• _PROBLEM DESCRIPTION_: Extract every line of the rows below that contains the string "roof", treating the match as case-sensitive.

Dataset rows
_____

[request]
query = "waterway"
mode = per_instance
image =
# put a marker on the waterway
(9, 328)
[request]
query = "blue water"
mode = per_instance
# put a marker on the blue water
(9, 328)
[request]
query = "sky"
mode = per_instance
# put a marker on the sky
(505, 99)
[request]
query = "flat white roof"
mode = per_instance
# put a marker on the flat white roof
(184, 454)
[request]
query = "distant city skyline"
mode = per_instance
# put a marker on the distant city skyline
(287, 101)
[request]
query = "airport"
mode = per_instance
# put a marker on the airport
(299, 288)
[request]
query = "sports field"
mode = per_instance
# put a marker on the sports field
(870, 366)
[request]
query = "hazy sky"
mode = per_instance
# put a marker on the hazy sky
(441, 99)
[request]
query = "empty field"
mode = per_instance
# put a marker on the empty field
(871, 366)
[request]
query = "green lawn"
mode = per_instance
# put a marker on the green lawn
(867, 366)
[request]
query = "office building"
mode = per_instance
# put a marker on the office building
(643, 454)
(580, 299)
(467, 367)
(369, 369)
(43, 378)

_____

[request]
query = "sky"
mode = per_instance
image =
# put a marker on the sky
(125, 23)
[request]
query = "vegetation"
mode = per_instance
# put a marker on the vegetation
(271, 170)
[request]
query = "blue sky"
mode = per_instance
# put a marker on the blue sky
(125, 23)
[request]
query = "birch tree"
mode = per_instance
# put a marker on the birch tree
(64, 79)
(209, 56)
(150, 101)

_____

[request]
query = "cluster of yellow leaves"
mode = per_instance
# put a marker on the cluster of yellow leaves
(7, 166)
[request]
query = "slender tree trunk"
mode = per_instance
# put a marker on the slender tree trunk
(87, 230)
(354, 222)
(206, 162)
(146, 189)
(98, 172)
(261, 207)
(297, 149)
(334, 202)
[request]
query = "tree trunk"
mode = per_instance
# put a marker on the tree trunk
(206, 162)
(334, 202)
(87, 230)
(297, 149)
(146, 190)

_____

• _TASK RESPONSE_:
query = "flat white roof"
# put a marker on the flat white roof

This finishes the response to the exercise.